Why a Herniated Disc is not the Cause of Your Back Pain

We will show you why a bulging disc or herniated disc is not the cause of back pain in the majority of cases.

A typical case of a person with back pain starts out like this. A person who was previously fine begins to suddenly experience back pain with no apparent cause. The person may or may not have a history of back pain, and any history of back pain that they do have is not the result of a fall or accident. The person, despite the pain becoming increasingly severe, does not make an appointment with the doctor to address the problem. The pain continues for several days, with no apparent back pain relief in sight. Eventually, the person makes an appointment with their doctor to address a problem that cannot manage on their own. The doctor may then prescribe analgesic medications (pain meds) for the pain and discomfort, and an X-ray to take images of the back. What do these images show? These images show a narrowed amount of space between the discs that separate the vertebrae (vertebral bones) of the back. You and your doctor may then both assume that the cause of your problem is due to a herniated disc, or a "slipped disc", in your spine.

Aim of the exercise: Rewrite the passage on herniated discs, starting with "Why a Herniated" and going on through "majority of cases.", with "bulging disc" replaced by "protruding disc". The data below has no connection to the passage on herniated discs.

Dataset excerpts:
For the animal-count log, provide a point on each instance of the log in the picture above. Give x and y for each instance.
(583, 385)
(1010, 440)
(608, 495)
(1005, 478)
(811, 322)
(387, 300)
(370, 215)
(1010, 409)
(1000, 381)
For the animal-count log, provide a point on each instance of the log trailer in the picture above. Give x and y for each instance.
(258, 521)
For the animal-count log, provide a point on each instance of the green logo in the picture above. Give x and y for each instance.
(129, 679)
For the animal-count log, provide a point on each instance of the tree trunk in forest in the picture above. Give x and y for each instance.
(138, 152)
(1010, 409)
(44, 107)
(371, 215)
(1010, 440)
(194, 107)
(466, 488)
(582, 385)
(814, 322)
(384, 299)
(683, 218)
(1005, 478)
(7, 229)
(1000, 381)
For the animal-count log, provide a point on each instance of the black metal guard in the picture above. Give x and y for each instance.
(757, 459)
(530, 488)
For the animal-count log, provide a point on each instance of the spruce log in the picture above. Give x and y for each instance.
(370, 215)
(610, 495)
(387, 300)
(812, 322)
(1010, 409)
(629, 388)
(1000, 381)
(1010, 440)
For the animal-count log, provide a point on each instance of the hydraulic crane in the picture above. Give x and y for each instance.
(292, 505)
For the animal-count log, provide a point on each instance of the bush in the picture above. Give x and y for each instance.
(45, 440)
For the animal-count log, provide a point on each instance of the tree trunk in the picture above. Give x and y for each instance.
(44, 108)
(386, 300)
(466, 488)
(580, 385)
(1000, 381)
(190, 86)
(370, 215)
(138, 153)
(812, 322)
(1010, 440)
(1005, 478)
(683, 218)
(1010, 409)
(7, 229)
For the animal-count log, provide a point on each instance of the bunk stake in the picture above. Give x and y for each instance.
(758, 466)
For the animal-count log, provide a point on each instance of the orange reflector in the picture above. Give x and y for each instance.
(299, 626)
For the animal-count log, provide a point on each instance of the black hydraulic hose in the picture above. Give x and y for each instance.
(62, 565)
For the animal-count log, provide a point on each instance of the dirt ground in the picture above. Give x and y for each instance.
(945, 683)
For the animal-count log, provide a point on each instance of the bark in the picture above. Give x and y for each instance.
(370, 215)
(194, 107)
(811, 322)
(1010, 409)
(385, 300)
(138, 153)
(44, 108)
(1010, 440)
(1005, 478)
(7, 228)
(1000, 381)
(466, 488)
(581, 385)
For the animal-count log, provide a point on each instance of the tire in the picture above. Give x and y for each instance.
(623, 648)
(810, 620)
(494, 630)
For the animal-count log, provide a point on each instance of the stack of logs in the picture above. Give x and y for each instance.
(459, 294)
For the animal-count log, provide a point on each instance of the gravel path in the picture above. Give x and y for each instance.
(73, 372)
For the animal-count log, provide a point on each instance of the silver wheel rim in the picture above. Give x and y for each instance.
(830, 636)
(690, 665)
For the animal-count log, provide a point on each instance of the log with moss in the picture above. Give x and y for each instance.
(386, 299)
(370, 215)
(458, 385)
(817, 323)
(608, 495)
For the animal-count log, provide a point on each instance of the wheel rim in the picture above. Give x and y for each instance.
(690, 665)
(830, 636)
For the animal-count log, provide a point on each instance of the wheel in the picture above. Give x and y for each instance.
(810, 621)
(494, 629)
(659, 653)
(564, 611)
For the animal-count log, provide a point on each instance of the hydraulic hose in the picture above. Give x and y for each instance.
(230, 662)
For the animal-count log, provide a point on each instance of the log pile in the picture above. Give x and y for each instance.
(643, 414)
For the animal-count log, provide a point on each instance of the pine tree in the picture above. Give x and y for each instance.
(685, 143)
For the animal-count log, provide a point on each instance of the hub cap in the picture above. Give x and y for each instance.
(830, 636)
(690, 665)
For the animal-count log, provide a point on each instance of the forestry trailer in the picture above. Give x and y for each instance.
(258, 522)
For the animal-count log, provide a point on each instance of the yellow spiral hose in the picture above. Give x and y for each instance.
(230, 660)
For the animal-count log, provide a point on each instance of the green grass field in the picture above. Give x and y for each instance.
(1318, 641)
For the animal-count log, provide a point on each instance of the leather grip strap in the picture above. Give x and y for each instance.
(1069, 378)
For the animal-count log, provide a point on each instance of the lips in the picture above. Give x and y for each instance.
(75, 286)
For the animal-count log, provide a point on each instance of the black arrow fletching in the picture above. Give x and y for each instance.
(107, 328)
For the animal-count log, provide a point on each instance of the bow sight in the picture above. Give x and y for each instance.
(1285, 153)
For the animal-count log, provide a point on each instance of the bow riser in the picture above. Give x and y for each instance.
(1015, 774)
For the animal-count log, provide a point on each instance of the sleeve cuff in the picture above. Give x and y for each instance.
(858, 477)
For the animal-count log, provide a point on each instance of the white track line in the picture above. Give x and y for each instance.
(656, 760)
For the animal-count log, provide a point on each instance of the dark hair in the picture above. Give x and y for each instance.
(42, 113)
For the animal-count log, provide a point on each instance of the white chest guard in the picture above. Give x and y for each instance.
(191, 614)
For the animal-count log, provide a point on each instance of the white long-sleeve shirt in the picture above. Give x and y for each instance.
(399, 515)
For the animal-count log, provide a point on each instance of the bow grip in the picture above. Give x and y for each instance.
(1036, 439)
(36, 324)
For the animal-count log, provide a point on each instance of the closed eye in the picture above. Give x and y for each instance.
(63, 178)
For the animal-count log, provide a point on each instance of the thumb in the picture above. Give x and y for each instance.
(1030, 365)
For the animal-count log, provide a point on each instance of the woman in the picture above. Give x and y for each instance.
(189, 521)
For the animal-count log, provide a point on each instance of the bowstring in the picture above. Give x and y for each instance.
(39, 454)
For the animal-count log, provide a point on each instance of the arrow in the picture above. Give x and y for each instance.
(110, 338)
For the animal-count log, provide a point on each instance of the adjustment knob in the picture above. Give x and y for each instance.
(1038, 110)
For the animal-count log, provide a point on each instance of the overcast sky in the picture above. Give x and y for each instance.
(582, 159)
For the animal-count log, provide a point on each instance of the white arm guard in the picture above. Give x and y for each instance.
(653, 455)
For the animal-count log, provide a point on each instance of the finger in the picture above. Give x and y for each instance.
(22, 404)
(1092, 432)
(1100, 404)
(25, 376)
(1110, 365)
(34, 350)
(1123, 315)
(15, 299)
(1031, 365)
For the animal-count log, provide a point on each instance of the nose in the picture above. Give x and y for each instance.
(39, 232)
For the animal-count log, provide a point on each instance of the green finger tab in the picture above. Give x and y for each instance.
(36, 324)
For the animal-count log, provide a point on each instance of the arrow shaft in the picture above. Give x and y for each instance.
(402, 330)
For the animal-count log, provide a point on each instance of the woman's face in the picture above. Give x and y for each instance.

Solution to the problem:
Why a Herniated Disc is not the Cause of Your Back Pain

We will show you why a protruding disc or herniated disc is not the cause of back pain in the majority of cases.